## FRAGMENTO DE ORIGEN
---*---
La sublevación sorprendió a Francisco de Montejo reunido con su familia en Campeche. Como esa zona no se levantó, quizá por descoordinación con el resto, se pudo empezar a organizar la defensa y el contraataque en ayuda de los que aún resistían sitiados en Valladolid. Los bataob fueron arrestados de forma preventiva y el hijo de Montejo aseguró Mérida (que también había permanecido tranquila), a la par que los Bracamonte (Francisco y su hermano Hernando) iniciaban una ofensiva en Sututa contra los aguerridos cucumes y Francisco de Cieza se encargaba de los itzaes de Tazes. Dos semanas más tarde Rodrigo Álvarez y Francisco Tamayo Pacheco rompían el sitio de Valladolid y empezaban a inclinar la balanza del lado español.

A lo largo de los cuatro meses siguientes fueron recuperadas y pacificadas Cochuah, Cupal, Uaymil y Chactemal, empujando a los rebeldes hacia el noroeste de la península, convirtiéndose Chikinchel en el último lugar de desesperada resistencia, finalmente sometido por Tamayo Pacheco en la primavera de 1547. Y llegó la hora de la revancha: caciques y sacerdotes, líderes de la revuelta, fueron procesados y ejecutados; Anbal murió en la hoguera; además, miles de mayas cupules del entorno de Valladolid quedaron sometidos a esclavitud, aunque tuvieron que ser liberados después en virtud de las Leyes Nuevas y Montejo fue castigado con la pérdida de sus encomiendas.
---*---
## ENUNCIADO 1
En el texto sobre la sublevación maya, ¿quién sometió Chikinchel y en qué momento?
---*---
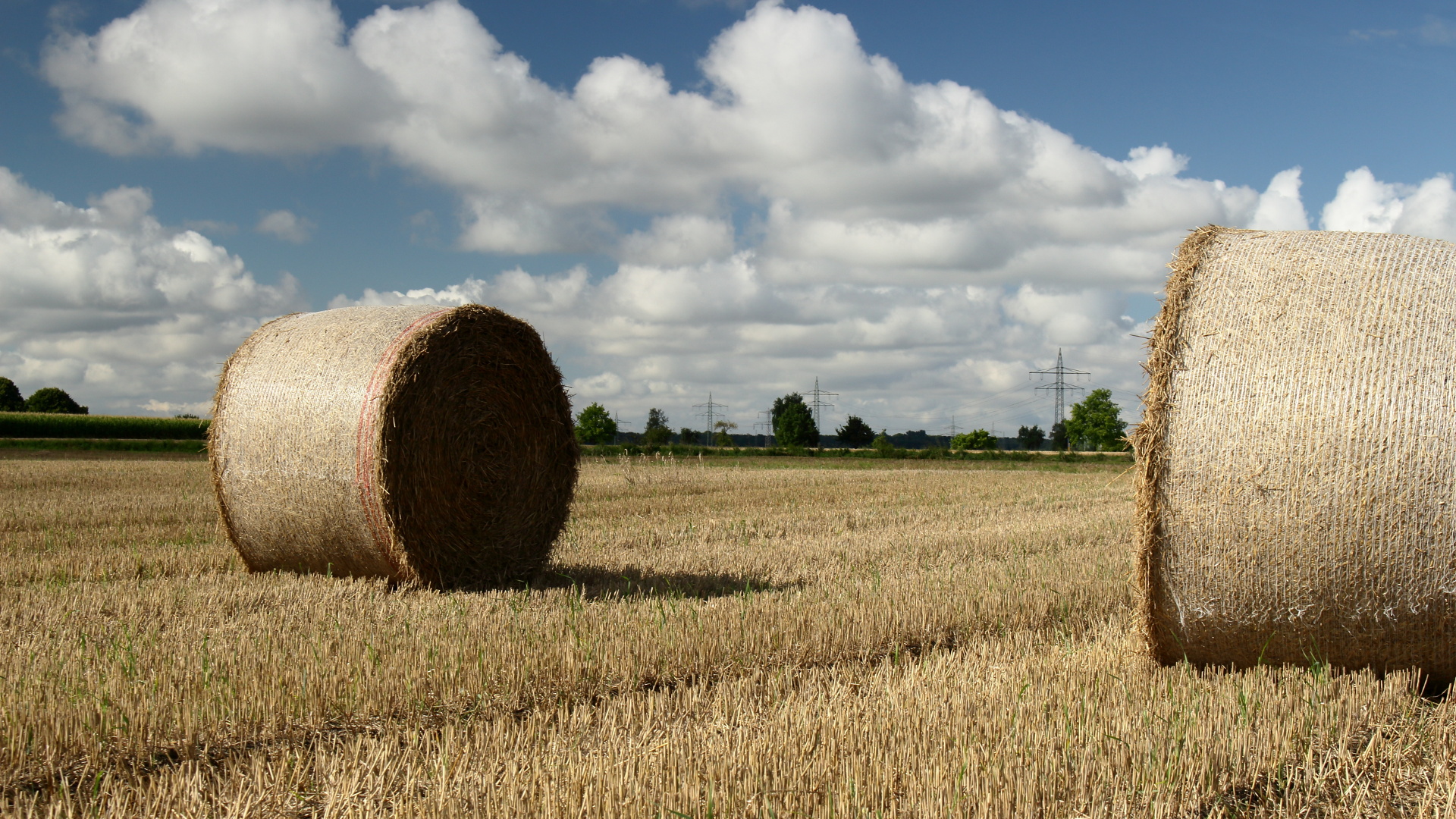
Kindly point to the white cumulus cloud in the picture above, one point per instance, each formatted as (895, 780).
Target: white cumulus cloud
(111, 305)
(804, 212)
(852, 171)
---*---
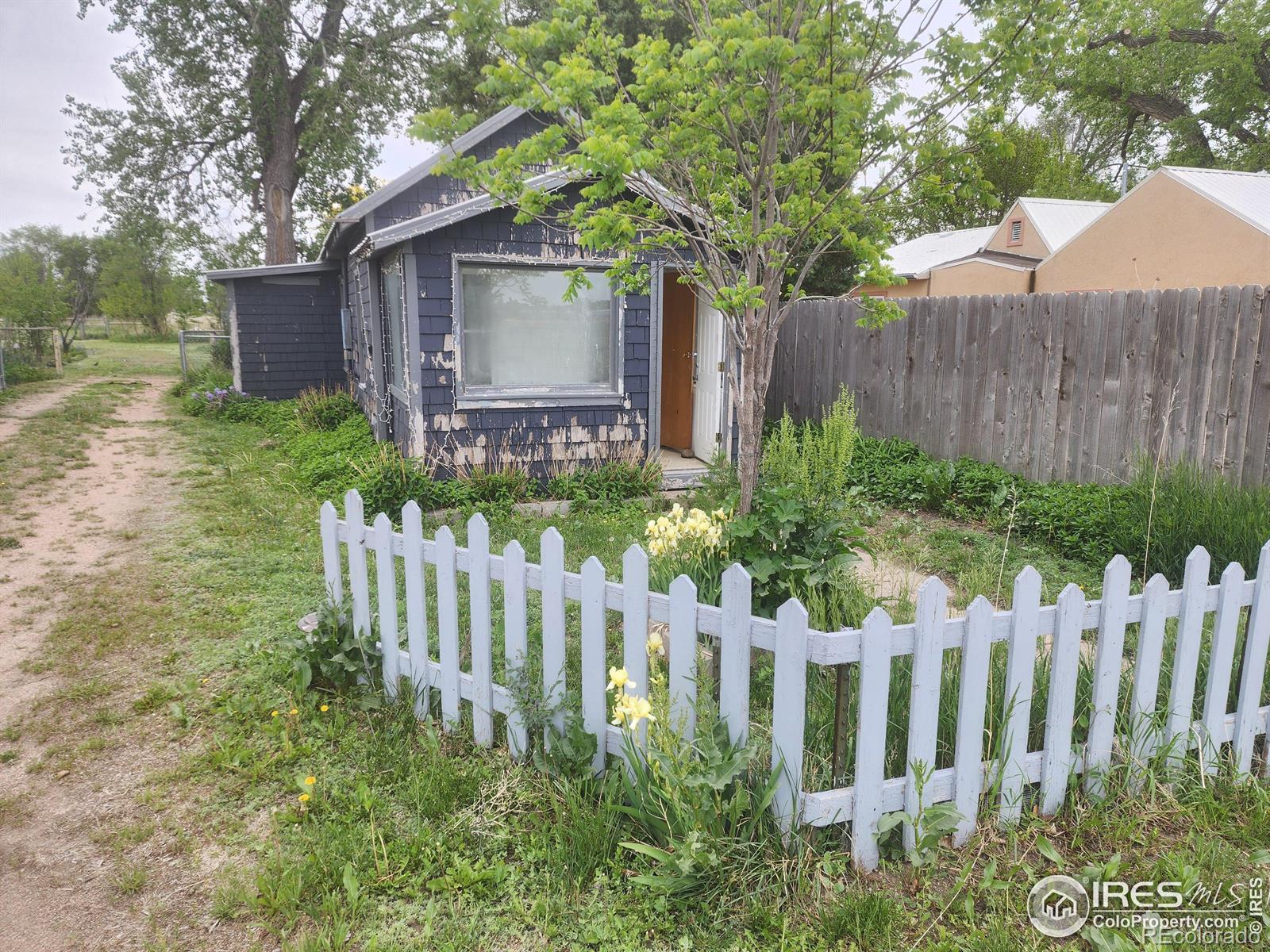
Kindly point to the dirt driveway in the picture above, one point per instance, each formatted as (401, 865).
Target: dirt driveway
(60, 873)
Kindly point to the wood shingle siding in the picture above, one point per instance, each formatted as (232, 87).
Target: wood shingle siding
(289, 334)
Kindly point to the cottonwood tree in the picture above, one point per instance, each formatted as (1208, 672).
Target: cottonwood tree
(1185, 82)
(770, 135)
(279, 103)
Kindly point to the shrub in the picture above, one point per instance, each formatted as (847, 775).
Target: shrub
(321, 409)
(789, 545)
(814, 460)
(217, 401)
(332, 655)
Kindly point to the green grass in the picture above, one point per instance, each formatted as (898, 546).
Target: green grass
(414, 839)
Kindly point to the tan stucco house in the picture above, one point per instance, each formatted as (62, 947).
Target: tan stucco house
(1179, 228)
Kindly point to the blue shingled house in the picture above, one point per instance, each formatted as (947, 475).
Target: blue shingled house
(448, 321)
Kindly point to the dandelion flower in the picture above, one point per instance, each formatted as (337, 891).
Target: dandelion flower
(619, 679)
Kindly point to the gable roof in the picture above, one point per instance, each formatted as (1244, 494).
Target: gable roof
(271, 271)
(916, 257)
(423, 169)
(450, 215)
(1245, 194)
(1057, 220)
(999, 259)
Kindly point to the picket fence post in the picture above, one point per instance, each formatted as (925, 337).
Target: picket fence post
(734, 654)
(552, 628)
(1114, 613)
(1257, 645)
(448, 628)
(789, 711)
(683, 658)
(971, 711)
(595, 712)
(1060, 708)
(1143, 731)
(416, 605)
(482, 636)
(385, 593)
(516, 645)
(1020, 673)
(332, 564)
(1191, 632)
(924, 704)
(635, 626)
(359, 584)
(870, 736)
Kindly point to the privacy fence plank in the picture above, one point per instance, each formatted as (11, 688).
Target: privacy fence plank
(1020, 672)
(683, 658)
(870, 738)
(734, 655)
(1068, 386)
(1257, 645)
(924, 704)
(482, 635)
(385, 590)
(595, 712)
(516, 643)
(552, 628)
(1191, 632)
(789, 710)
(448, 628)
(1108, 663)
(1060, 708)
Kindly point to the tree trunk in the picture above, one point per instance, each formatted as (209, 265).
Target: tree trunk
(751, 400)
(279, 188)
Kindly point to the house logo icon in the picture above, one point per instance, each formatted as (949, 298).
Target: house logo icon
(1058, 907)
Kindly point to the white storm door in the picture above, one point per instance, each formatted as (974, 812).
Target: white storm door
---*---
## ENUNCIADO 2
Reescribe las líneas de los registros que empiezan en la que contiene "Kindly point to the white storm" y terminan en la que contiene "Target: white storm door", con "storm door" sustituido por "screen door" y sin ningún otro cambio.

## RESPUESTA CORRECTA 1
Tamayo Pacheco, en la primavera de 1547.

## RESPUESTA CORRECTA 2
Kindly point to the white screen door in the picture above, one point per instance, each formatted as (974, 812).
Target: white screen door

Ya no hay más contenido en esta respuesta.